REQUIRED TASK
List every line of the items that contains the word "person", copying each line in full.

RECORDS FOR THE EXERCISE
╭──

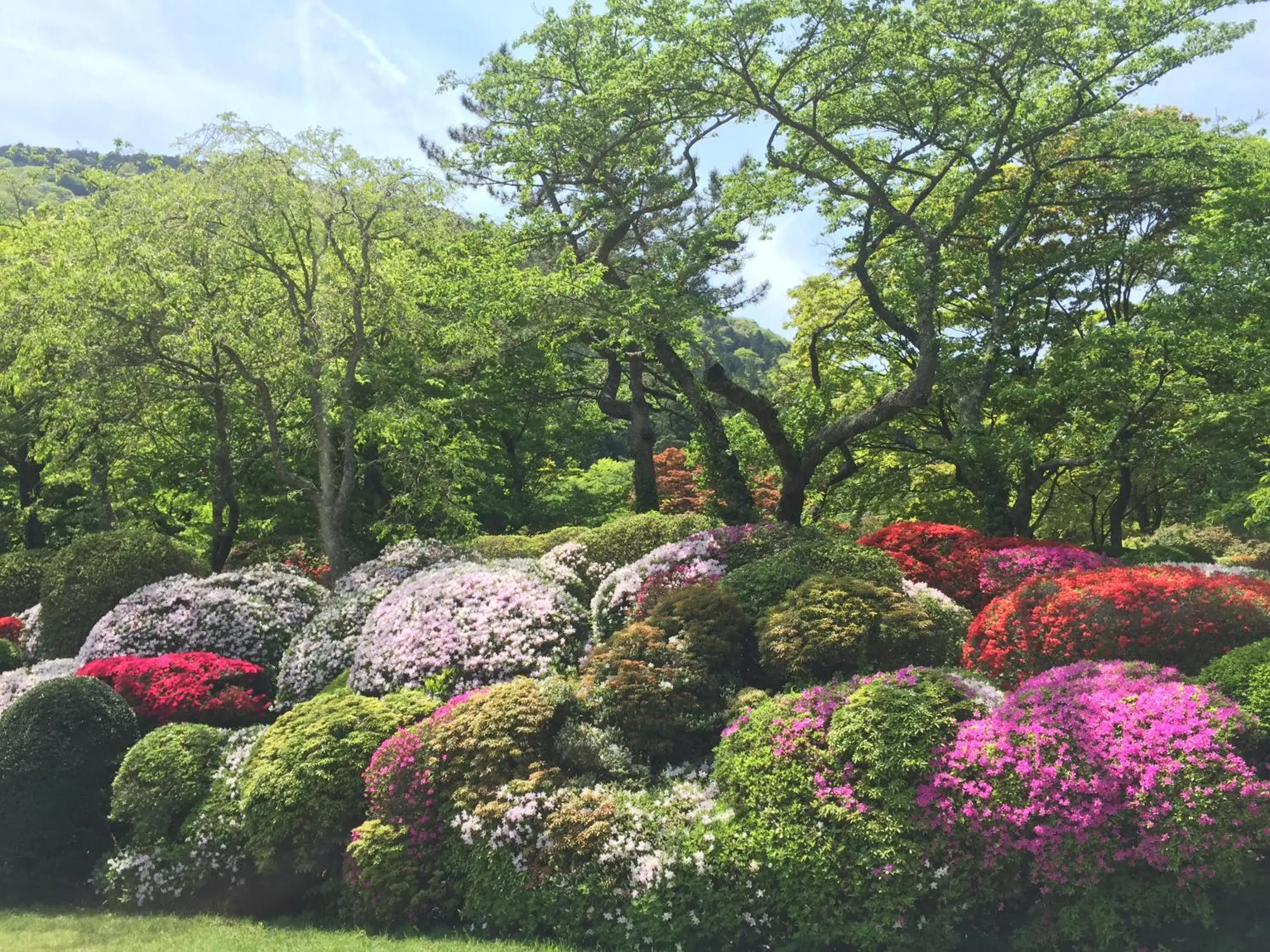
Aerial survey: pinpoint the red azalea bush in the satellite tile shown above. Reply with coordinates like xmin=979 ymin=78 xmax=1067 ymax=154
xmin=961 ymin=565 xmax=1270 ymax=683
xmin=917 ymin=661 xmax=1270 ymax=948
xmin=76 ymin=651 xmax=269 ymax=727
xmin=859 ymin=522 xmax=988 ymax=611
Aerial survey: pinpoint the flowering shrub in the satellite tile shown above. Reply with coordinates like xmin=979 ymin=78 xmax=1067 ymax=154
xmin=979 ymin=542 xmax=1118 ymax=595
xmin=348 ymin=564 xmax=584 ymax=694
xmin=591 ymin=524 xmax=771 ymax=638
xmin=963 ymin=566 xmax=1270 ymax=682
xmin=241 ymin=692 xmax=437 ymax=875
xmin=79 ymin=575 xmax=288 ymax=666
xmin=76 ymin=651 xmax=269 ymax=727
xmin=0 ymin=658 xmax=80 ymax=713
xmin=758 ymin=575 xmax=959 ymax=685
xmin=582 ymin=586 xmax=756 ymax=767
xmin=0 ymin=678 xmax=137 ymax=902
xmin=335 ymin=538 xmax=476 ymax=595
xmin=95 ymin=725 xmax=265 ymax=911
xmin=711 ymin=668 xmax=986 ymax=949
xmin=918 ymin=661 xmax=1270 ymax=947
xmin=860 ymin=522 xmax=987 ymax=611
xmin=39 ymin=529 xmax=203 ymax=664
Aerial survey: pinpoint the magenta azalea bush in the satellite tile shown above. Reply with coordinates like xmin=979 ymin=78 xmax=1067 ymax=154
xmin=979 ymin=542 xmax=1119 ymax=595
xmin=348 ymin=562 xmax=585 ymax=694
xmin=918 ymin=661 xmax=1270 ymax=919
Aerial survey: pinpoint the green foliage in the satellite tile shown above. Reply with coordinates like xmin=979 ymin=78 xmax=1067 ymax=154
xmin=574 ymin=513 xmax=715 ymax=569
xmin=758 ymin=575 xmax=952 ymax=684
xmin=110 ymin=724 xmax=227 ymax=848
xmin=723 ymin=533 xmax=904 ymax=617
xmin=39 ymin=529 xmax=206 ymax=658
xmin=0 ymin=677 xmax=137 ymax=902
xmin=241 ymin=692 xmax=437 ymax=873
xmin=0 ymin=548 xmax=53 ymax=616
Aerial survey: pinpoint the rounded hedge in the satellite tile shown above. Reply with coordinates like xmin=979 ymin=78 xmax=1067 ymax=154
xmin=0 ymin=548 xmax=53 ymax=617
xmin=723 ymin=536 xmax=904 ymax=617
xmin=758 ymin=575 xmax=951 ymax=684
xmin=110 ymin=724 xmax=229 ymax=847
xmin=39 ymin=529 xmax=199 ymax=660
xmin=0 ymin=677 xmax=137 ymax=901
xmin=963 ymin=566 xmax=1270 ymax=683
xmin=241 ymin=692 xmax=437 ymax=873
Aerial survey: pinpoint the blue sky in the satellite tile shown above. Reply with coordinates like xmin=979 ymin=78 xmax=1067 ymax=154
xmin=0 ymin=0 xmax=1270 ymax=330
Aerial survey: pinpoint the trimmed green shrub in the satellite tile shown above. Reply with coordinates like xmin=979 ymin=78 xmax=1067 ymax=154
xmin=723 ymin=531 xmax=904 ymax=617
xmin=0 ymin=677 xmax=137 ymax=901
xmin=0 ymin=548 xmax=53 ymax=617
xmin=758 ymin=575 xmax=954 ymax=684
xmin=241 ymin=692 xmax=437 ymax=873
xmin=574 ymin=513 xmax=718 ymax=569
xmin=39 ymin=529 xmax=206 ymax=658
xmin=0 ymin=638 xmax=22 ymax=674
xmin=110 ymin=724 xmax=229 ymax=847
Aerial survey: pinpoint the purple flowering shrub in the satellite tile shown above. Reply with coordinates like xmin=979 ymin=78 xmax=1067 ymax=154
xmin=711 ymin=668 xmax=997 ymax=949
xmin=348 ymin=564 xmax=585 ymax=694
xmin=918 ymin=661 xmax=1270 ymax=939
xmin=979 ymin=542 xmax=1119 ymax=598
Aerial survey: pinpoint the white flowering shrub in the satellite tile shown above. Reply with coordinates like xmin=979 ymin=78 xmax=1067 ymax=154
xmin=95 ymin=725 xmax=267 ymax=908
xmin=538 ymin=542 xmax=617 ymax=600
xmin=0 ymin=658 xmax=80 ymax=713
xmin=335 ymin=538 xmax=478 ymax=595
xmin=76 ymin=575 xmax=290 ymax=668
xmin=348 ymin=562 xmax=585 ymax=694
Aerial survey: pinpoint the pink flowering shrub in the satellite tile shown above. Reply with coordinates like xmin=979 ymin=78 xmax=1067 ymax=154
xmin=711 ymin=668 xmax=999 ymax=949
xmin=979 ymin=542 xmax=1119 ymax=595
xmin=917 ymin=661 xmax=1270 ymax=949
xmin=348 ymin=564 xmax=585 ymax=694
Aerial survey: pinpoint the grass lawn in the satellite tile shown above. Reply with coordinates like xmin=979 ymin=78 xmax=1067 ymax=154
xmin=0 ymin=910 xmax=561 ymax=952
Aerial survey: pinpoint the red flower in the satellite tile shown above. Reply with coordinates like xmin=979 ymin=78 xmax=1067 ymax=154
xmin=963 ymin=565 xmax=1270 ymax=683
xmin=76 ymin=651 xmax=269 ymax=727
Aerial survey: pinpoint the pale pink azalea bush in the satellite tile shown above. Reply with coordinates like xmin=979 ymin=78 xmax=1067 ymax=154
xmin=348 ymin=564 xmax=585 ymax=694
xmin=917 ymin=661 xmax=1270 ymax=900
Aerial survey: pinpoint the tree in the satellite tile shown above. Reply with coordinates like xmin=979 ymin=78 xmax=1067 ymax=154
xmin=612 ymin=0 xmax=1248 ymax=523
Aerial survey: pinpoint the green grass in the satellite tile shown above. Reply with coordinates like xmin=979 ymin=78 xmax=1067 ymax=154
xmin=0 ymin=910 xmax=560 ymax=952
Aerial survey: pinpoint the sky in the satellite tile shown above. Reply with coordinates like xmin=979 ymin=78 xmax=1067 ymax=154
xmin=0 ymin=0 xmax=1270 ymax=331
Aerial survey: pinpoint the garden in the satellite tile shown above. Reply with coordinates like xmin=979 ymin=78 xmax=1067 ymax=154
xmin=0 ymin=0 xmax=1270 ymax=952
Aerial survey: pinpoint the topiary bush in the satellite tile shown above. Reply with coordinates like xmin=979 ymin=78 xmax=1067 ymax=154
xmin=0 ymin=678 xmax=137 ymax=902
xmin=110 ymin=724 xmax=229 ymax=848
xmin=963 ymin=566 xmax=1270 ymax=683
xmin=758 ymin=575 xmax=951 ymax=684
xmin=39 ymin=529 xmax=199 ymax=661
xmin=348 ymin=564 xmax=585 ymax=694
xmin=711 ymin=669 xmax=994 ymax=949
xmin=918 ymin=661 xmax=1270 ymax=948
xmin=724 ymin=536 xmax=904 ymax=618
xmin=76 ymin=651 xmax=269 ymax=727
xmin=241 ymin=692 xmax=437 ymax=875
xmin=0 ymin=548 xmax=53 ymax=616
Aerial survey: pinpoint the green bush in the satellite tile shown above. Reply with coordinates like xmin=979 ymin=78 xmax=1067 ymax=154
xmin=0 ymin=548 xmax=53 ymax=616
xmin=241 ymin=692 xmax=437 ymax=873
xmin=39 ymin=529 xmax=206 ymax=658
xmin=0 ymin=677 xmax=137 ymax=902
xmin=758 ymin=575 xmax=954 ymax=684
xmin=723 ymin=529 xmax=904 ymax=617
xmin=0 ymin=638 xmax=22 ymax=674
xmin=110 ymin=724 xmax=229 ymax=847
xmin=1195 ymin=638 xmax=1270 ymax=703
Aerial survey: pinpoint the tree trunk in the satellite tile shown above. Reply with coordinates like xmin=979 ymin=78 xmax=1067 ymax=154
xmin=626 ymin=353 xmax=658 ymax=513
xmin=653 ymin=338 xmax=758 ymax=526
xmin=1107 ymin=463 xmax=1133 ymax=556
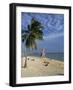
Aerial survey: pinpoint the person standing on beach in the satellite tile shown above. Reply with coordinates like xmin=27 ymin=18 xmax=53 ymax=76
xmin=41 ymin=48 xmax=45 ymax=57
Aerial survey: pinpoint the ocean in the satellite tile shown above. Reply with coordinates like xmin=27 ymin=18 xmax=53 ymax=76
xmin=22 ymin=53 xmax=64 ymax=61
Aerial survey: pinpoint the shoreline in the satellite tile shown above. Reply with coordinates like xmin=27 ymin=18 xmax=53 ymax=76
xmin=21 ymin=56 xmax=64 ymax=77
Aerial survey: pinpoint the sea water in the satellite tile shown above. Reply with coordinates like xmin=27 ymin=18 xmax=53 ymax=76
xmin=23 ymin=53 xmax=64 ymax=61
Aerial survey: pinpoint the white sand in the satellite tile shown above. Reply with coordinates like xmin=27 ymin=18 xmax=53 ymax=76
xmin=21 ymin=56 xmax=64 ymax=77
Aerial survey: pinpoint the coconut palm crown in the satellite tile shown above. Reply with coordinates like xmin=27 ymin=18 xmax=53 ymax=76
xmin=22 ymin=18 xmax=43 ymax=49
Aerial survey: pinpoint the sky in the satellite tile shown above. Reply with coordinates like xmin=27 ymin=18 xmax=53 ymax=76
xmin=21 ymin=12 xmax=64 ymax=52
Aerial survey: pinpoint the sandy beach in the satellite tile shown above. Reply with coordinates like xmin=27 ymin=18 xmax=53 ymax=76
xmin=21 ymin=56 xmax=64 ymax=77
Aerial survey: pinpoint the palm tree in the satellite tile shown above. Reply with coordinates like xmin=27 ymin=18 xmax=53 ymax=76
xmin=22 ymin=18 xmax=43 ymax=67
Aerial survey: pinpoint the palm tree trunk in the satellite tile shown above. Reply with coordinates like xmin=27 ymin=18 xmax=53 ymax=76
xmin=24 ymin=48 xmax=27 ymax=68
xmin=24 ymin=56 xmax=27 ymax=68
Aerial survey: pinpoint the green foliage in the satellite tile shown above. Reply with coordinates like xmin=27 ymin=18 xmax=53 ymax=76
xmin=22 ymin=18 xmax=43 ymax=49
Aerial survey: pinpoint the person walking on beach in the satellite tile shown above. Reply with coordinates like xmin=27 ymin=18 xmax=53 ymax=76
xmin=41 ymin=48 xmax=45 ymax=57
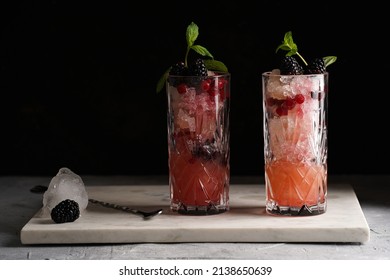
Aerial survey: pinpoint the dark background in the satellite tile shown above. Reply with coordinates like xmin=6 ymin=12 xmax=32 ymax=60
xmin=0 ymin=0 xmax=390 ymax=175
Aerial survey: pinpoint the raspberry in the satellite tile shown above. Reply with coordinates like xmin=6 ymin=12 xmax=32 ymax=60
xmin=51 ymin=199 xmax=80 ymax=224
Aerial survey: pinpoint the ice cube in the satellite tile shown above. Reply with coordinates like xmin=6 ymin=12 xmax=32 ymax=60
xmin=43 ymin=167 xmax=88 ymax=215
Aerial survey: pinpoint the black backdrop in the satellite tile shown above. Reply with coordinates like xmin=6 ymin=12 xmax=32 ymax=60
xmin=0 ymin=0 xmax=390 ymax=175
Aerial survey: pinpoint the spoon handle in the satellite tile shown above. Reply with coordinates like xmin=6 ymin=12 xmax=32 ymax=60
xmin=88 ymin=198 xmax=142 ymax=215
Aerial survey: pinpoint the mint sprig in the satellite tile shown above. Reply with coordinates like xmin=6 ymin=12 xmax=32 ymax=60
xmin=275 ymin=31 xmax=337 ymax=67
xmin=156 ymin=22 xmax=228 ymax=93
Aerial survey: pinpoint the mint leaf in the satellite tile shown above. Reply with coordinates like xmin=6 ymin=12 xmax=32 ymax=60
xmin=204 ymin=59 xmax=228 ymax=72
xmin=156 ymin=67 xmax=171 ymax=93
xmin=275 ymin=31 xmax=307 ymax=65
xmin=191 ymin=45 xmax=214 ymax=58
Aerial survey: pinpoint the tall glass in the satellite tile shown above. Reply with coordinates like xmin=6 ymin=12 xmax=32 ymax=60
xmin=262 ymin=71 xmax=328 ymax=216
xmin=167 ymin=73 xmax=230 ymax=215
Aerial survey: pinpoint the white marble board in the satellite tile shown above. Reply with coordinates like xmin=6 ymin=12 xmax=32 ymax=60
xmin=20 ymin=184 xmax=370 ymax=244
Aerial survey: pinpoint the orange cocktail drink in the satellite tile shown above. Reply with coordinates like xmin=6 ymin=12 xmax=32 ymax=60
xmin=263 ymin=70 xmax=328 ymax=216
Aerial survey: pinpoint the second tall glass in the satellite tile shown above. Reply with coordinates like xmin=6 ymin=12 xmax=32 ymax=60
xmin=167 ymin=73 xmax=230 ymax=215
xmin=262 ymin=71 xmax=328 ymax=216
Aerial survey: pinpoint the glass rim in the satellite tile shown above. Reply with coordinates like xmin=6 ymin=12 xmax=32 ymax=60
xmin=168 ymin=71 xmax=231 ymax=79
xmin=261 ymin=71 xmax=329 ymax=77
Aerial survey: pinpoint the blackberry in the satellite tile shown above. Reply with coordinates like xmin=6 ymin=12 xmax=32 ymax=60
xmin=189 ymin=58 xmax=207 ymax=77
xmin=305 ymin=58 xmax=326 ymax=74
xmin=51 ymin=199 xmax=80 ymax=224
xmin=280 ymin=56 xmax=304 ymax=75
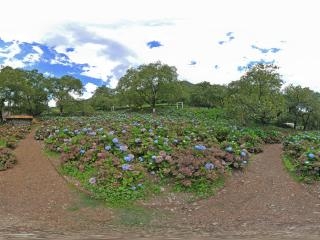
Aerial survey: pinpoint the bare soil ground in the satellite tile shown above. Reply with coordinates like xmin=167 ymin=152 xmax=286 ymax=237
xmin=0 ymin=132 xmax=320 ymax=240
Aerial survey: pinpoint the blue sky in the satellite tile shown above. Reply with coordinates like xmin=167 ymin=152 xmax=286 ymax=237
xmin=0 ymin=0 xmax=320 ymax=98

╰──

PROBLEM SOLUTION
Aerial survey: pinpoint the person standing on beach in the satellite tile shown above. Reply with coordinates like xmin=27 ymin=18 xmax=53 ymax=76
Aerial survey: pinpoint the person walking on beach in the satellite tile shown above. Reply with coordinates like xmin=27 ymin=18 xmax=53 ymax=76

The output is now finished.